__Data extract__.

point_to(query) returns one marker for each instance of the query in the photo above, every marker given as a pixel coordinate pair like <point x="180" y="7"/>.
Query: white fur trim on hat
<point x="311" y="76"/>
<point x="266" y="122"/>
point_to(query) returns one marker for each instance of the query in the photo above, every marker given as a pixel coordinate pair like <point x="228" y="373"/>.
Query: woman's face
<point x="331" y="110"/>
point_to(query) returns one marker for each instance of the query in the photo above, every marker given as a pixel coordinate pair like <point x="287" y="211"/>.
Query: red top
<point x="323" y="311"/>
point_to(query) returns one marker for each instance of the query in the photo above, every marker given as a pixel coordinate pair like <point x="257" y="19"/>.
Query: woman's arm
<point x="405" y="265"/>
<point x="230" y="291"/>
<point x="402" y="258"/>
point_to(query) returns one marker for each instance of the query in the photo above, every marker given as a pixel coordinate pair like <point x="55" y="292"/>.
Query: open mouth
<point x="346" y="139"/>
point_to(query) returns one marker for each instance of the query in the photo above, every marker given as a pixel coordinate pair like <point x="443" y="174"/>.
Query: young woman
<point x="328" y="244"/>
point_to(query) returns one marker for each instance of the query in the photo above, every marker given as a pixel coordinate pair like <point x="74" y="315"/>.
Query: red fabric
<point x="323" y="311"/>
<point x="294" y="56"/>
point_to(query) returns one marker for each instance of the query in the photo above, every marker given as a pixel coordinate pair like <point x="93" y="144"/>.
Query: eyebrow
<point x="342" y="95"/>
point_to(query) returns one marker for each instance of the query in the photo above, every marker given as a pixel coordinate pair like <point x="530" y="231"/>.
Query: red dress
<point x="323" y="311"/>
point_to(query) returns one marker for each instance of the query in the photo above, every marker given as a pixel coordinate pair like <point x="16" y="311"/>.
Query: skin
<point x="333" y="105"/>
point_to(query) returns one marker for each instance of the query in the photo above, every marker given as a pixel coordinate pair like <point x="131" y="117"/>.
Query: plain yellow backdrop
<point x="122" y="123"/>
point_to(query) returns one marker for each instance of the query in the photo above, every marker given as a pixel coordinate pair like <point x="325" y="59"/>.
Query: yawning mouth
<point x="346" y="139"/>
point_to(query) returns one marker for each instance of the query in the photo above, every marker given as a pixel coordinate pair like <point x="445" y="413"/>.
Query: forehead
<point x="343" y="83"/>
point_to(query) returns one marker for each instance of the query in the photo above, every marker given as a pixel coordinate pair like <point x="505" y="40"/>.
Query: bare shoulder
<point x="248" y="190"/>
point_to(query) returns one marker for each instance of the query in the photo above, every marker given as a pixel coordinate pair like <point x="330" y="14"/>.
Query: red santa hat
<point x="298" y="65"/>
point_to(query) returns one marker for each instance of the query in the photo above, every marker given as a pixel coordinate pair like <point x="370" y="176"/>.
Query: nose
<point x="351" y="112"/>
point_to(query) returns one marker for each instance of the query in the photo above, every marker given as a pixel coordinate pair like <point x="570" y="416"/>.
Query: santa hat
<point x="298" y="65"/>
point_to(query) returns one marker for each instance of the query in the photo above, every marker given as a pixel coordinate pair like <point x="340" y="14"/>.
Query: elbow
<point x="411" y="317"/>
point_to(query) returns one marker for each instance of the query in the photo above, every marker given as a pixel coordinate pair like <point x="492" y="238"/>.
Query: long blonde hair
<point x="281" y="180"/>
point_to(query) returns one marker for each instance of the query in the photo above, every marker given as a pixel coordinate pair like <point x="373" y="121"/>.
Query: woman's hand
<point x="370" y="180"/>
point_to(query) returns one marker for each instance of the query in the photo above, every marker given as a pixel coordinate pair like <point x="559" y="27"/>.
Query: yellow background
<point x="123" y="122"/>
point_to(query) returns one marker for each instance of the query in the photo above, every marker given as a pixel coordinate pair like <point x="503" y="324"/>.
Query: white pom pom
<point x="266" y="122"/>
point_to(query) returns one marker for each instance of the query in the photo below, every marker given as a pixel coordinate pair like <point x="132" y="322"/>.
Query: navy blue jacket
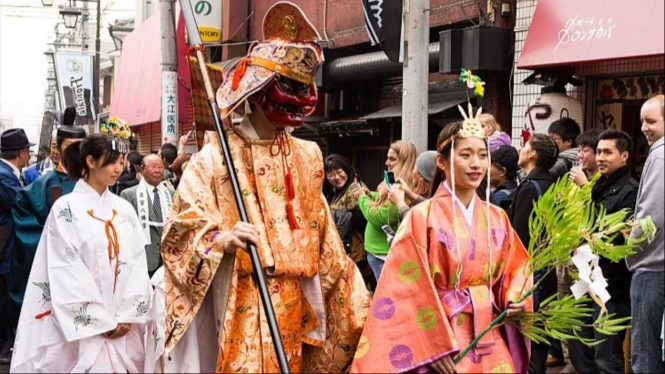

__Your objective__.
Please count the lines above that contain the string "white", with case counting, and reply with the number only.

__Expected output__.
2